**THE INPUT**
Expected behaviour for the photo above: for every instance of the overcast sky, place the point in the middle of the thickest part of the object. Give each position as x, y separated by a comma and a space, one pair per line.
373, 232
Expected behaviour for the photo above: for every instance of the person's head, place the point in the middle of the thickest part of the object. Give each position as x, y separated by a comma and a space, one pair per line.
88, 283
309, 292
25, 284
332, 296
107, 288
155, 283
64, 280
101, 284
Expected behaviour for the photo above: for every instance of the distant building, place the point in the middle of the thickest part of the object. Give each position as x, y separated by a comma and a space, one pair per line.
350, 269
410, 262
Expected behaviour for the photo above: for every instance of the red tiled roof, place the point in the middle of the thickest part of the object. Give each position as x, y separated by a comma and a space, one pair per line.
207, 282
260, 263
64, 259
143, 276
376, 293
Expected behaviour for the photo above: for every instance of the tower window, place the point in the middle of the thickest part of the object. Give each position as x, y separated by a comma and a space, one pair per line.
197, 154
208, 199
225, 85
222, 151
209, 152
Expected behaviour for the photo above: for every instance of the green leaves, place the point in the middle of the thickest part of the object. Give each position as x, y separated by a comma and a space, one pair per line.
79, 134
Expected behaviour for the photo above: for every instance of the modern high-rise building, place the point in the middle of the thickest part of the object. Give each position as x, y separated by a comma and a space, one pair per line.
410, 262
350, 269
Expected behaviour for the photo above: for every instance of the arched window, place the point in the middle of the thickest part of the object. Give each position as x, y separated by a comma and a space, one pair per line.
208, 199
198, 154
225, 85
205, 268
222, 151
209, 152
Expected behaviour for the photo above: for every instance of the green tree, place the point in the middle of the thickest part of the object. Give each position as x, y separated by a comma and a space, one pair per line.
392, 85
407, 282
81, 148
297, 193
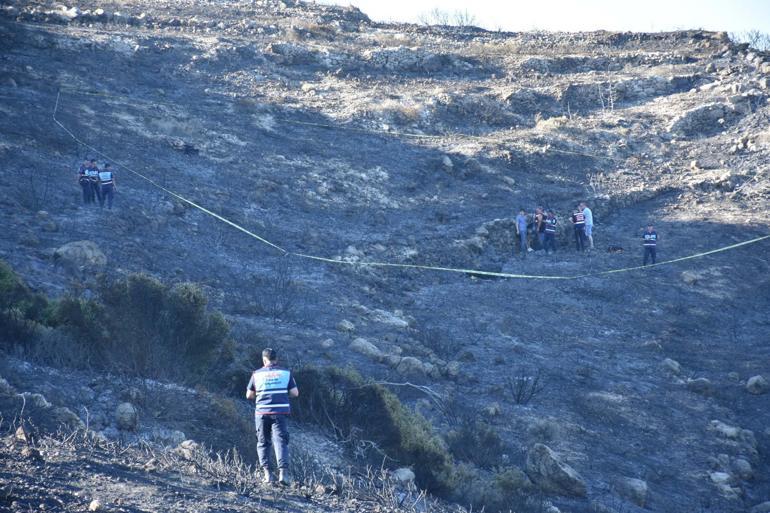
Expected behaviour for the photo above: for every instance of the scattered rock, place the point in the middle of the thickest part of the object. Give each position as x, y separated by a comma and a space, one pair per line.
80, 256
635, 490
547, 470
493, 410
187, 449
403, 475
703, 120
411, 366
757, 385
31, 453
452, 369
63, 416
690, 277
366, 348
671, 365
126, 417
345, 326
...
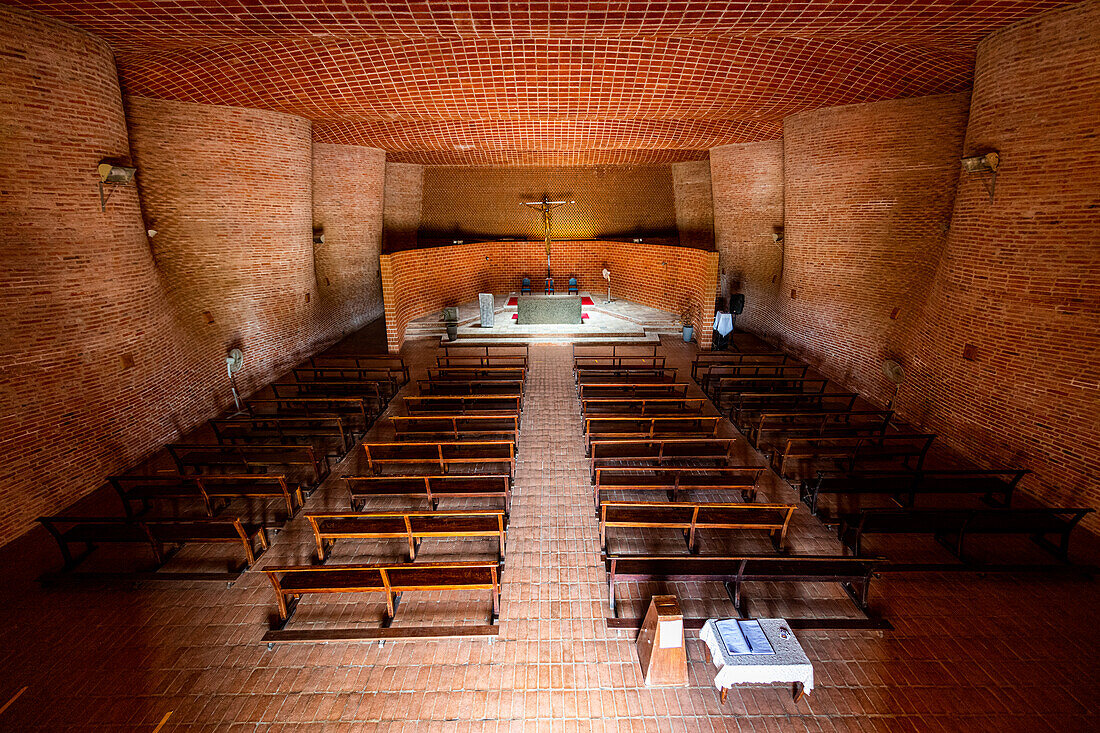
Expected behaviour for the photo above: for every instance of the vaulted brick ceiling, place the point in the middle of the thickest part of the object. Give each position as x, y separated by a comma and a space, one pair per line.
...
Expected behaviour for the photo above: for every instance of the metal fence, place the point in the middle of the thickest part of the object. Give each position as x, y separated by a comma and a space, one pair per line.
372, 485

**WHAT TO DO**
Which lines in the three blocks above contain the string "high"? Pull out each of those lines and copy it in full.

**RESULT OF THIS TASK**
Expected behaviour for the photo above: for every instance of the modern high-rise building, place the point in the middle of the thickest part of the object. Give each position as x, y separated by a comma and a space, one pair per line.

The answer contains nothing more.